** Job **
Rewrite every entry below with "photograph" changed to "image" and nothing else altered. Omit the pictures from your version.

** Exercise material **
☆ ☆ ☆ ☆
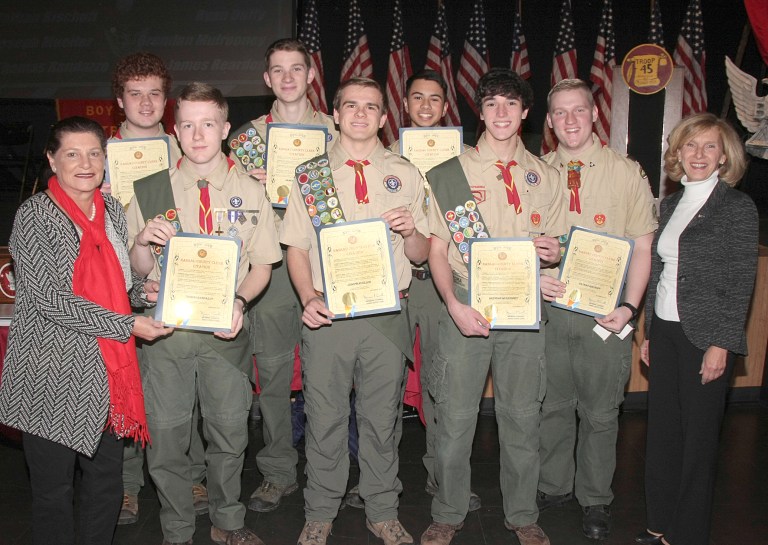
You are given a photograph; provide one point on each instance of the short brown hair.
(139, 66)
(570, 84)
(361, 82)
(287, 44)
(735, 158)
(203, 92)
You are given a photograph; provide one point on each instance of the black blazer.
(717, 263)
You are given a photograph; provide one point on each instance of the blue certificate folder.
(578, 288)
(381, 248)
(491, 315)
(222, 286)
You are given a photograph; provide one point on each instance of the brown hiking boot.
(200, 499)
(241, 536)
(440, 533)
(267, 496)
(129, 512)
(390, 531)
(315, 532)
(529, 535)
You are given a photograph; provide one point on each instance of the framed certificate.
(287, 147)
(358, 268)
(593, 268)
(132, 159)
(504, 282)
(427, 147)
(197, 287)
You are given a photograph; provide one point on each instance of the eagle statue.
(752, 110)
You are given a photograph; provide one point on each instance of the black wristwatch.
(631, 307)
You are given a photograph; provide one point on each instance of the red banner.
(758, 17)
(106, 112)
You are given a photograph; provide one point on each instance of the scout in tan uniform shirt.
(425, 104)
(275, 316)
(141, 84)
(367, 351)
(215, 367)
(527, 204)
(606, 192)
☆ ☆ ☆ ☆
** Output for this exercise **
You are given a image; provide one point on each instance of the short brown hair.
(139, 66)
(570, 84)
(361, 82)
(287, 44)
(735, 158)
(203, 92)
You are given a image; provide one point on each instance of the black blazer.
(717, 263)
You are given a image; provide one point on each instance of the blue certificate folder.
(578, 288)
(381, 248)
(491, 315)
(222, 286)
You are given a image; provide one point on each instance of the brown hiking boot.
(200, 499)
(241, 536)
(440, 533)
(267, 496)
(129, 512)
(390, 531)
(315, 532)
(529, 535)
You are given a image; provide one point on each instance of the framed certificate.
(287, 147)
(358, 268)
(593, 268)
(132, 159)
(504, 282)
(427, 147)
(197, 287)
You are given a image; provide one point on each instance of the eagle statue.
(752, 110)
You are given a image; provide one point on each instance of the black wristwatch.
(631, 307)
You are given a image; provide one point on each instance of the red banner.
(758, 17)
(106, 112)
You are given a image; provide one point on each instance of the scout in tan uniform shirt.
(425, 104)
(275, 316)
(141, 84)
(367, 351)
(215, 367)
(527, 204)
(606, 192)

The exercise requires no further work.